• _Data pulled from a collection_:
------------------------------------------------------------
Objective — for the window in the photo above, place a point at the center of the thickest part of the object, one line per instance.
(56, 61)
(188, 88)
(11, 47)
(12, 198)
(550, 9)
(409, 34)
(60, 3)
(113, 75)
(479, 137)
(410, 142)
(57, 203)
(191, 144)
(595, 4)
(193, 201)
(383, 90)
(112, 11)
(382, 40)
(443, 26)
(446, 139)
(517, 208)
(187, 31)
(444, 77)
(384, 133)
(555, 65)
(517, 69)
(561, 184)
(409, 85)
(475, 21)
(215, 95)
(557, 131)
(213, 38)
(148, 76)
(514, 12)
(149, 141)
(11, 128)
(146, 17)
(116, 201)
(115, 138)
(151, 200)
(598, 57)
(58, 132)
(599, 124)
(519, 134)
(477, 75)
------------------------------------------------------------
• _What you need to do_: Reproduce all of the lines in the data above, requests included, adding 149 to each coordinate in the answers.

• _Written solution_:
Objective — for the window in the photo above, place a point at the center of the thickest part of the object, one line per instance.
(205, 210)
(337, 237)
(160, 196)
(161, 347)
(699, 158)
(558, 183)
(209, 152)
(262, 224)
(628, 286)
(559, 291)
(206, 352)
(340, 293)
(744, 153)
(342, 350)
(532, 239)
(261, 160)
(531, 189)
(592, 175)
(595, 288)
(666, 357)
(336, 180)
(593, 226)
(533, 282)
(704, 214)
(666, 218)
(710, 333)
(558, 234)
(624, 170)
(364, 244)
(706, 280)
(362, 187)
(297, 225)
(663, 161)
(298, 290)
(160, 277)
(295, 166)
(265, 350)
(264, 287)
(300, 349)
(747, 206)
(207, 281)
(748, 273)
(668, 283)
(626, 224)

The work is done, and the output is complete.